• DATA:
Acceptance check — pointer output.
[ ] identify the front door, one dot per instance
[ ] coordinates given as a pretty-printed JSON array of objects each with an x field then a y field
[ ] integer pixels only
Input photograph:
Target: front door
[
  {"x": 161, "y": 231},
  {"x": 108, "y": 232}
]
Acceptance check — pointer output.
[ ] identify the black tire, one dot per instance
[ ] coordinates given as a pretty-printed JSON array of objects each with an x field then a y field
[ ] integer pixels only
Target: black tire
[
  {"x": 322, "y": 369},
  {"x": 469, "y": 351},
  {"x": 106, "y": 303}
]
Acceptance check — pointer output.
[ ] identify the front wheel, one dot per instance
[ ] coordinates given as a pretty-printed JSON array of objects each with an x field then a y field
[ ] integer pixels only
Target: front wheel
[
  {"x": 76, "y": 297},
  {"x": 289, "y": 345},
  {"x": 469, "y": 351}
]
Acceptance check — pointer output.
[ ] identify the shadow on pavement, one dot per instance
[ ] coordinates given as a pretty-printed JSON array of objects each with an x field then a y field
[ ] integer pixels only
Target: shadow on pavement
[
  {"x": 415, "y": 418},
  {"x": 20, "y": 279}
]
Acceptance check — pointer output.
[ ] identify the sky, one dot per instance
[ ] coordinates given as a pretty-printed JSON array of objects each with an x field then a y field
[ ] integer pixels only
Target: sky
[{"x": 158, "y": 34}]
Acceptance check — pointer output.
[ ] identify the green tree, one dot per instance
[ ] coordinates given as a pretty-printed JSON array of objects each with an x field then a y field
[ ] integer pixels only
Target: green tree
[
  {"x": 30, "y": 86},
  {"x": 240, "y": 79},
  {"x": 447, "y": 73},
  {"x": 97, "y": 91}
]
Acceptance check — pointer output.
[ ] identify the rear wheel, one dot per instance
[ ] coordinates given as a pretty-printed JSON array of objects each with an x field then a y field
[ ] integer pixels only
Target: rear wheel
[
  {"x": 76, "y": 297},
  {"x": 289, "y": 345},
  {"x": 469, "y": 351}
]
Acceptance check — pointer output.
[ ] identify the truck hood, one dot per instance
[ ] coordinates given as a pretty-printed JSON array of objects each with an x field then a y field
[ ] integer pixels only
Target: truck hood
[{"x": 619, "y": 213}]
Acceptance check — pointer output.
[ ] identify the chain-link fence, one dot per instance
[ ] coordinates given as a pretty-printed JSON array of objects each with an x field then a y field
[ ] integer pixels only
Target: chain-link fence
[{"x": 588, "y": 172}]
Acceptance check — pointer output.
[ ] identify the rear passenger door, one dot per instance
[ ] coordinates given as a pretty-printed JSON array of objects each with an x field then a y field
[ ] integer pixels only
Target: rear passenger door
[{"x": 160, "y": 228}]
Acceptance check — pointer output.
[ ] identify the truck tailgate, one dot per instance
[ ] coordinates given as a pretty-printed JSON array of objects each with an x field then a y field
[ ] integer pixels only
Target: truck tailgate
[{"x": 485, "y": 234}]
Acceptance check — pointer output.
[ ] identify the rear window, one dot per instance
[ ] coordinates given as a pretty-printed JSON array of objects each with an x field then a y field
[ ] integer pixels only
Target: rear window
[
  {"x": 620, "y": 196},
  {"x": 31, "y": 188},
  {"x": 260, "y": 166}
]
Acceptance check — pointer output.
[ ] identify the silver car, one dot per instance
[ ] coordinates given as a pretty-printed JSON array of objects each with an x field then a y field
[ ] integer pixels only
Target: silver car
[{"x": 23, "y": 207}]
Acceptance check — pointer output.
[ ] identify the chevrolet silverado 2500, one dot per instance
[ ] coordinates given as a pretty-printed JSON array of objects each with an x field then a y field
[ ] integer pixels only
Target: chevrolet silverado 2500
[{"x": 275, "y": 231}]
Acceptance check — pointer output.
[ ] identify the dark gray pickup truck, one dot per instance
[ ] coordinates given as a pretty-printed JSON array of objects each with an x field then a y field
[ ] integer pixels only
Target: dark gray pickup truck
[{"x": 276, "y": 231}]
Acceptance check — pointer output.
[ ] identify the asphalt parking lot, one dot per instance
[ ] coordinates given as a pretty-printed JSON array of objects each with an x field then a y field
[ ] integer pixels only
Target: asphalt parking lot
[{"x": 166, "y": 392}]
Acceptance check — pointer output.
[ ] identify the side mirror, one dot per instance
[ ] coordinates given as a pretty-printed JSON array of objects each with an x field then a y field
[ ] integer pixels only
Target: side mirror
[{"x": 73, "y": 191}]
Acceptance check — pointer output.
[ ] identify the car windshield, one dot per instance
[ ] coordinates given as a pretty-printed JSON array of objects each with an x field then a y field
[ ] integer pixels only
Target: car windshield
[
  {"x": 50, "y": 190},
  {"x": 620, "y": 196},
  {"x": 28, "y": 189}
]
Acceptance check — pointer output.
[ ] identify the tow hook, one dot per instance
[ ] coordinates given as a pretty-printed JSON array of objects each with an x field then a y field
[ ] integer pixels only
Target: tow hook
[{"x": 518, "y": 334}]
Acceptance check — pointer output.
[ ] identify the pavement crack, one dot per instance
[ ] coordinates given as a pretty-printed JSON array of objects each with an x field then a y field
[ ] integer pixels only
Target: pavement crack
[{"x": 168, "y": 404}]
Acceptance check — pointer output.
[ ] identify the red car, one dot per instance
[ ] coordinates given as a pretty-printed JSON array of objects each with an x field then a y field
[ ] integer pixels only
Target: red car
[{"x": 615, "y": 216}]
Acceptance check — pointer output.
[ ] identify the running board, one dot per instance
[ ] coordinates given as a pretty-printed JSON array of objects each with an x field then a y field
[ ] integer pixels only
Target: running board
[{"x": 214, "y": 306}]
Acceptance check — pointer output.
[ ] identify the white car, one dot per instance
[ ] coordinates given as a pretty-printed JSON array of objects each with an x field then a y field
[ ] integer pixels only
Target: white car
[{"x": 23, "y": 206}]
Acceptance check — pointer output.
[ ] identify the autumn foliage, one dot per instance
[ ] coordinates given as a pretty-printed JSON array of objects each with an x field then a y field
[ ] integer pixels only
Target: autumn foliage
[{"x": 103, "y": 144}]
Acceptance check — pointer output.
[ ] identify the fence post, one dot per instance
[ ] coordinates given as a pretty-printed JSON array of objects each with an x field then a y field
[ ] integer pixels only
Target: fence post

• ASSIGNED TASK:
Go line by line through the records above and copy each one containing "post".

• ANSWER FOR THIS EXERCISE:
[ ] identify the fence post, one dot per instance
Target: fence post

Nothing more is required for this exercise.